TASK DETAILS.
Change every "instance" in the records below to "object" and leave all other text exactly as it is.

++++ LISTED ENTRIES ++++

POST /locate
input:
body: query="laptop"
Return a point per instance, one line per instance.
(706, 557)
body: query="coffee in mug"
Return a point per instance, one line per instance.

++++

TASK RESPONSE.
POST /locate
input:
body: query="laptop"
Return a point per object, one line per object.
(706, 557)
body: query="coffee in mug"
Return a point per object, one line per object.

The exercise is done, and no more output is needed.